◆ **Source material**
•••

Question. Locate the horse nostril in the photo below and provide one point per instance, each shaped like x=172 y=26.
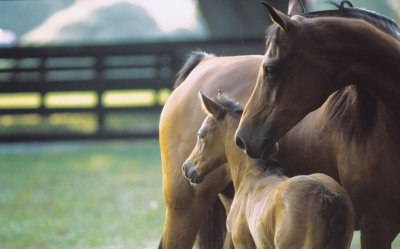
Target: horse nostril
x=239 y=142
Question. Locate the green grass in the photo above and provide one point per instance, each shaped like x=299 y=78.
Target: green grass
x=81 y=195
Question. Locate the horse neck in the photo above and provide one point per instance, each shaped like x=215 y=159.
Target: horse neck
x=242 y=168
x=367 y=58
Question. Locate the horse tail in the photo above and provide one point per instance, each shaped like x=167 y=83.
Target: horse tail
x=339 y=216
x=193 y=60
x=213 y=230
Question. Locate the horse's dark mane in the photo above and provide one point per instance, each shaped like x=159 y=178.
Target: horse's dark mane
x=228 y=103
x=194 y=58
x=271 y=166
x=352 y=111
x=381 y=22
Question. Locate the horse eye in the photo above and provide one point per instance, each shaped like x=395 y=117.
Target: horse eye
x=201 y=135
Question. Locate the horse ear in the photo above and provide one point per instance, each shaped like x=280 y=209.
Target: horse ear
x=296 y=7
x=278 y=17
x=211 y=106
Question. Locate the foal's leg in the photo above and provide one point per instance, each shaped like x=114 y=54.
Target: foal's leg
x=187 y=207
x=378 y=230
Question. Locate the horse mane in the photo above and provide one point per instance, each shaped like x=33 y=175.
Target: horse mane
x=194 y=58
x=381 y=22
x=352 y=111
x=230 y=105
x=378 y=20
x=270 y=166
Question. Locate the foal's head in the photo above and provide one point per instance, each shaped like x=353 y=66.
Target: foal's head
x=213 y=137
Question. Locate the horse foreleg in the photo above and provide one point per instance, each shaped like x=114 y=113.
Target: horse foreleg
x=378 y=230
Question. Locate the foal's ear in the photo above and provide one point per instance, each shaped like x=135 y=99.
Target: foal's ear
x=278 y=17
x=211 y=106
x=296 y=7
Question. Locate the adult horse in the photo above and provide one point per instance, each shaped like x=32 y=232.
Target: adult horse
x=187 y=205
x=307 y=60
x=269 y=210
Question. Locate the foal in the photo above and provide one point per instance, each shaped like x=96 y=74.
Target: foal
x=269 y=210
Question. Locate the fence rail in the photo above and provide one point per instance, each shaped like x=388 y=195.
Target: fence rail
x=99 y=69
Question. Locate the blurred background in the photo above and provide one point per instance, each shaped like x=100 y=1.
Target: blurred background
x=82 y=84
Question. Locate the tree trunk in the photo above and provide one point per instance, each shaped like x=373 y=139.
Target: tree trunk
x=237 y=18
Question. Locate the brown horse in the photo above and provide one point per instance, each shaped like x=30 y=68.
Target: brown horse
x=357 y=130
x=269 y=210
x=188 y=205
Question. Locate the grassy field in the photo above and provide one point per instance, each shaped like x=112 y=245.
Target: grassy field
x=81 y=195
x=103 y=195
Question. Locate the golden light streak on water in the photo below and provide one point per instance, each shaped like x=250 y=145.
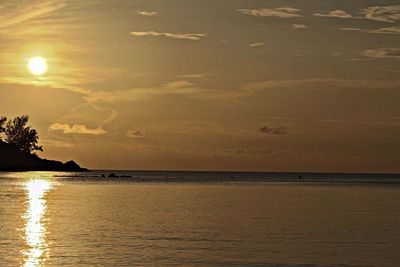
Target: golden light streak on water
x=35 y=227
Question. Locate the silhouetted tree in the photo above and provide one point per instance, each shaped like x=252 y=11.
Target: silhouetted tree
x=18 y=133
x=2 y=122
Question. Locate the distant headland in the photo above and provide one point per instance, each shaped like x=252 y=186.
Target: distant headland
x=18 y=147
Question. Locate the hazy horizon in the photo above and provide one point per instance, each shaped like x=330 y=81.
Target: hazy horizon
x=242 y=85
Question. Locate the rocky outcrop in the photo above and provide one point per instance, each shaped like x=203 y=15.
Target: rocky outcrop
x=13 y=159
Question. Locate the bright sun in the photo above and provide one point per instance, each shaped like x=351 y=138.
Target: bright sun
x=37 y=65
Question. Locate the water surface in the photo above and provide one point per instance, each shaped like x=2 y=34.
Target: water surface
x=63 y=219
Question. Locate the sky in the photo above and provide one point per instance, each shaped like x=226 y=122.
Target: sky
x=250 y=85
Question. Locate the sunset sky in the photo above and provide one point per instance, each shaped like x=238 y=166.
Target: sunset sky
x=259 y=85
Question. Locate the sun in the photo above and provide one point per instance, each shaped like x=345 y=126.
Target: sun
x=37 y=65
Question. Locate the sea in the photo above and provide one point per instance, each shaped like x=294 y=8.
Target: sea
x=169 y=218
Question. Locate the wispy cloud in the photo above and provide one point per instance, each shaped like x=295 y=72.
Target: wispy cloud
x=382 y=13
x=192 y=76
x=334 y=14
x=24 y=13
x=183 y=36
x=256 y=44
x=280 y=12
x=386 y=30
x=273 y=130
x=147 y=13
x=383 y=53
x=76 y=129
x=299 y=26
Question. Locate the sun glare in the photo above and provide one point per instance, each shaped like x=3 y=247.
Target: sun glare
x=37 y=65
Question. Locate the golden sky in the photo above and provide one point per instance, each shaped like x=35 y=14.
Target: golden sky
x=259 y=85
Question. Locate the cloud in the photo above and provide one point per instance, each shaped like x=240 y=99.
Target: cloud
x=299 y=26
x=273 y=131
x=383 y=53
x=386 y=30
x=24 y=13
x=183 y=36
x=256 y=44
x=280 y=12
x=76 y=129
x=192 y=76
x=147 y=13
x=135 y=134
x=334 y=14
x=382 y=13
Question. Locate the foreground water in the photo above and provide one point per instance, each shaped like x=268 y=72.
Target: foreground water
x=210 y=219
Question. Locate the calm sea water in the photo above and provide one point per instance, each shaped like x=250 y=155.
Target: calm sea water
x=193 y=218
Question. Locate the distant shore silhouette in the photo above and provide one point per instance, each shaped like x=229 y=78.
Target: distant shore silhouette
x=17 y=150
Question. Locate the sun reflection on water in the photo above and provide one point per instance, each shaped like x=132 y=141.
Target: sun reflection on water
x=35 y=227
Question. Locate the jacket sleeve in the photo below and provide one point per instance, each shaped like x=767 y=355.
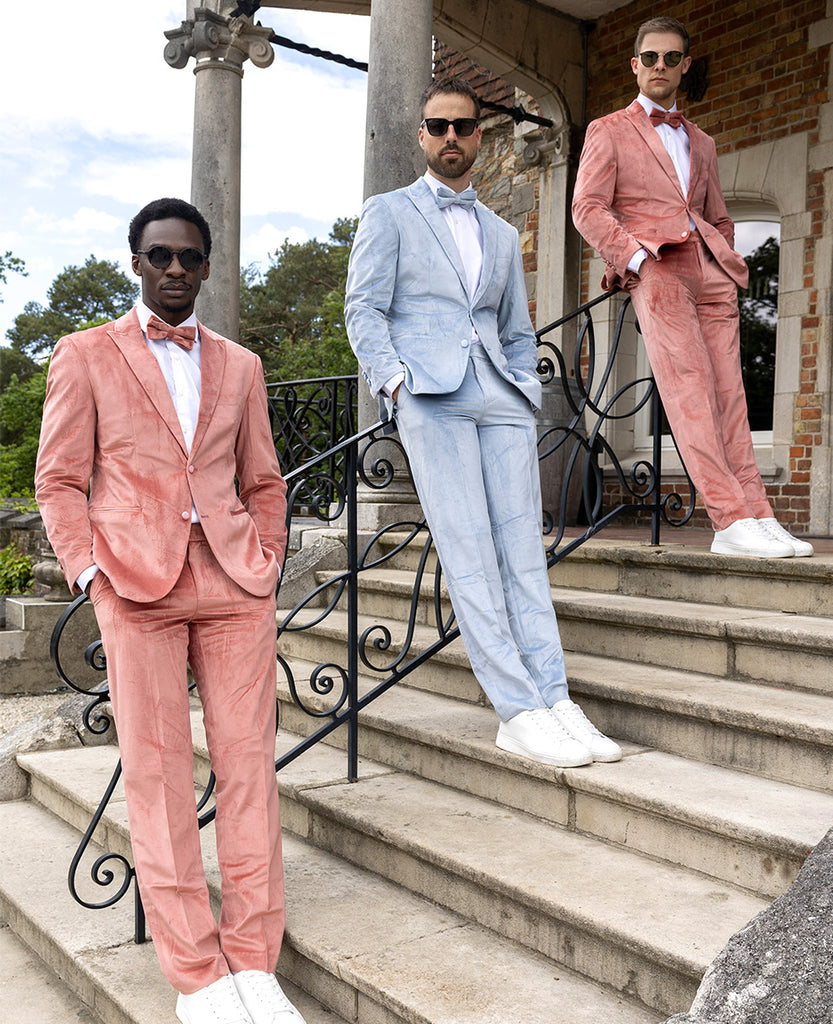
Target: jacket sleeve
x=514 y=327
x=371 y=283
x=262 y=488
x=65 y=460
x=714 y=210
x=593 y=200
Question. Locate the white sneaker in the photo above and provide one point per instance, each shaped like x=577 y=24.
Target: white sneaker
x=573 y=719
x=750 y=538
x=264 y=998
x=216 y=1004
x=538 y=735
x=800 y=549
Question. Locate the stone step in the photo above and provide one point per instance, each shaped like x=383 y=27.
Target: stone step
x=735 y=826
x=680 y=572
x=672 y=570
x=786 y=735
x=773 y=647
x=473 y=856
x=31 y=992
x=367 y=948
x=779 y=734
x=617 y=918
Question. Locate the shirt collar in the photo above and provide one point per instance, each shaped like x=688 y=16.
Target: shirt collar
x=144 y=313
x=648 y=104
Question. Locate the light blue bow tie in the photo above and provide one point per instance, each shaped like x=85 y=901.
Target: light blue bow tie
x=445 y=197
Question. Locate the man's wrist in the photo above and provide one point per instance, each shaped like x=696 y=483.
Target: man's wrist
x=636 y=260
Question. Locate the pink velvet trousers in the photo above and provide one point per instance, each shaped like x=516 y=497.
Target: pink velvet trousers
x=688 y=312
x=228 y=637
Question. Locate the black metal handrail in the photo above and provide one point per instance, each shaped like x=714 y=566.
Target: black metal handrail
x=326 y=486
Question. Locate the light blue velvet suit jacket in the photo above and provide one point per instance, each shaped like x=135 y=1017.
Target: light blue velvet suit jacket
x=408 y=307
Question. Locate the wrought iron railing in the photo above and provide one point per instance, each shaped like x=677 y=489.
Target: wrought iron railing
x=310 y=417
x=327 y=485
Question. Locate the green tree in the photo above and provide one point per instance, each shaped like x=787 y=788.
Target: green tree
x=21 y=413
x=292 y=315
x=79 y=297
x=10 y=264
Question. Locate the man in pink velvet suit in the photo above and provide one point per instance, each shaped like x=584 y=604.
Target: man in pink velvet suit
x=148 y=423
x=648 y=199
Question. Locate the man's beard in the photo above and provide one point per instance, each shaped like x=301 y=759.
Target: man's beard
x=451 y=169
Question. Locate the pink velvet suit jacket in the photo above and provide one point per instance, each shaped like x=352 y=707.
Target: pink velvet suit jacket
x=628 y=196
x=115 y=482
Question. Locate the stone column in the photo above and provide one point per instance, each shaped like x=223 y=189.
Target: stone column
x=400 y=68
x=219 y=45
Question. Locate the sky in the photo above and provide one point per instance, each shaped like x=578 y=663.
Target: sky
x=94 y=124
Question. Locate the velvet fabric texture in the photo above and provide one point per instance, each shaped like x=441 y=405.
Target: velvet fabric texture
x=628 y=197
x=170 y=593
x=465 y=417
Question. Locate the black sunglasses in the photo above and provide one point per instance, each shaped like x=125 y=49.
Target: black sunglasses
x=161 y=257
x=671 y=57
x=462 y=126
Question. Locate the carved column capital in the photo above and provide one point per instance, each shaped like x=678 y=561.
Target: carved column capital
x=214 y=40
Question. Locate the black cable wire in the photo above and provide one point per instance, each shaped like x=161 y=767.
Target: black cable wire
x=250 y=7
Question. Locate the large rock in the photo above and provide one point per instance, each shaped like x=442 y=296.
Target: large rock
x=779 y=969
x=55 y=730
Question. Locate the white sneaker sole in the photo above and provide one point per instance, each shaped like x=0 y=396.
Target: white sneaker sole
x=514 y=747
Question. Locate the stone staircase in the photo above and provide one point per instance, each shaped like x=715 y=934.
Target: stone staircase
x=457 y=884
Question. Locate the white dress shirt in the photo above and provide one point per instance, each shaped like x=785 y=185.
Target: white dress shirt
x=678 y=147
x=467 y=235
x=180 y=368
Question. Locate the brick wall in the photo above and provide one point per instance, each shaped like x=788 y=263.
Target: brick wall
x=764 y=82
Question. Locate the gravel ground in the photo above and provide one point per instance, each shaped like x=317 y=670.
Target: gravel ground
x=14 y=710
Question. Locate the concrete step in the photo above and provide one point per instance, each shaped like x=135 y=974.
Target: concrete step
x=368 y=948
x=786 y=735
x=30 y=992
x=778 y=648
x=483 y=859
x=735 y=826
x=679 y=572
x=674 y=571
x=620 y=919
x=782 y=734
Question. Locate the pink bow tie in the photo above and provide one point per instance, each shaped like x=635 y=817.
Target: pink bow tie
x=673 y=118
x=160 y=331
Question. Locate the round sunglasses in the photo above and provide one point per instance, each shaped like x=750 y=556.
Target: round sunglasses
x=161 y=257
x=671 y=57
x=439 y=126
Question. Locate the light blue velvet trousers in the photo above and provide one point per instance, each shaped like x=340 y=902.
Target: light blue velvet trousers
x=473 y=458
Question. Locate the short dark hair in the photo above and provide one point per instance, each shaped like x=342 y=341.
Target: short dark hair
x=162 y=209
x=662 y=25
x=449 y=86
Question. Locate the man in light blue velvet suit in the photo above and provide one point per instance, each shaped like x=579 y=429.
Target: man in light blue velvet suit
x=438 y=315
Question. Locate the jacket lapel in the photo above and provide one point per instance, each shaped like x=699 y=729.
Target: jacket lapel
x=127 y=335
x=212 y=368
x=423 y=200
x=490 y=241
x=641 y=123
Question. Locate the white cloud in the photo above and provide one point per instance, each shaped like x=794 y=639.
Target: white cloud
x=266 y=240
x=95 y=124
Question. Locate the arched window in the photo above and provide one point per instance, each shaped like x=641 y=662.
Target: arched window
x=757 y=239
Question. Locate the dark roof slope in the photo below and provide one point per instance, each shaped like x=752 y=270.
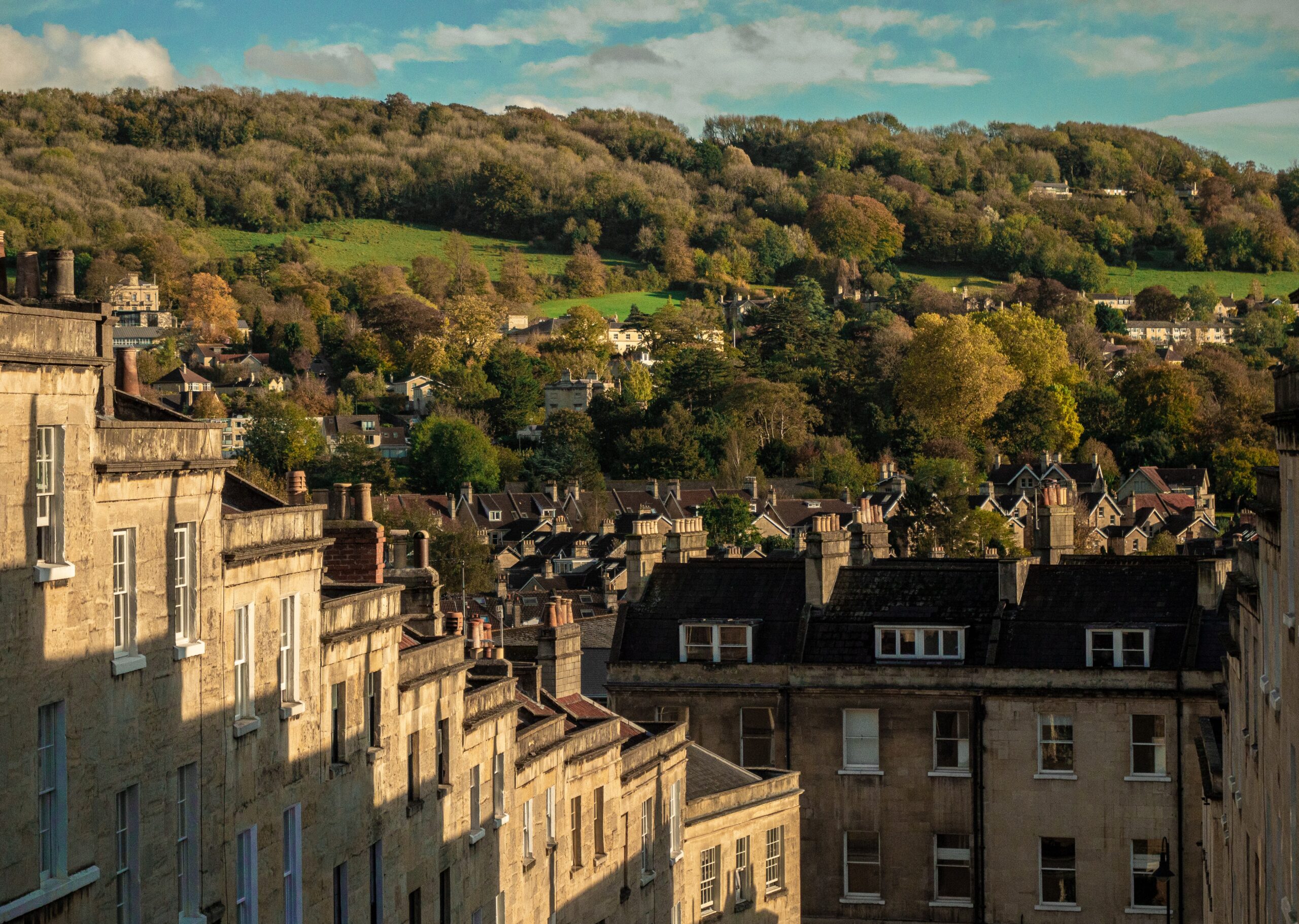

•••

◆ **Task statement**
Rewrite the part of the listing starting at the line that contains "Question. Locate the wrought" and ending at the line that contains "x=465 y=417", with "pink" changed to "maroon" and everything else left as it is.

◆ **Correct result**
Question. Locate the wrought iron railing in the photo above and provide one point per instance, each shaped like x=677 y=489.
Target: wrought iron railing
x=310 y=417
x=327 y=485
Question. Locate the green tree in the photo above and provide one point per instance, each shaped like x=787 y=788.
Target: green tree
x=21 y=413
x=292 y=315
x=79 y=297
x=10 y=264
Question. Locate the man in maroon velvet suit in the photo above and provide one point per instance, each shaped like x=584 y=604.
Target: man in maroon velvet suit
x=148 y=423
x=648 y=199
Question. Locate the man's beard in the photo above and provide one point per instance, each shaped like x=301 y=759.
Target: man's beard
x=451 y=169
Question. Locate the maroon velvet suit jacket in the photo above and provide one point per instance, each shaped like x=352 y=707.
Target: maroon velvet suit jacket
x=628 y=196
x=115 y=482
Question. Locate the stone column in the photo above and provide one point per instance, each shaped like x=223 y=189.
Target: stone column
x=400 y=68
x=219 y=45
Question. Locate the sky in the photo above and provide one point per instance, each shaped like x=578 y=663.
Target: sky
x=94 y=124
Question. Locate the velvet fabric texture in the photo above and provide one point per instance, each shaped like x=441 y=405.
Target: velvet fabric texture
x=628 y=197
x=170 y=593
x=465 y=417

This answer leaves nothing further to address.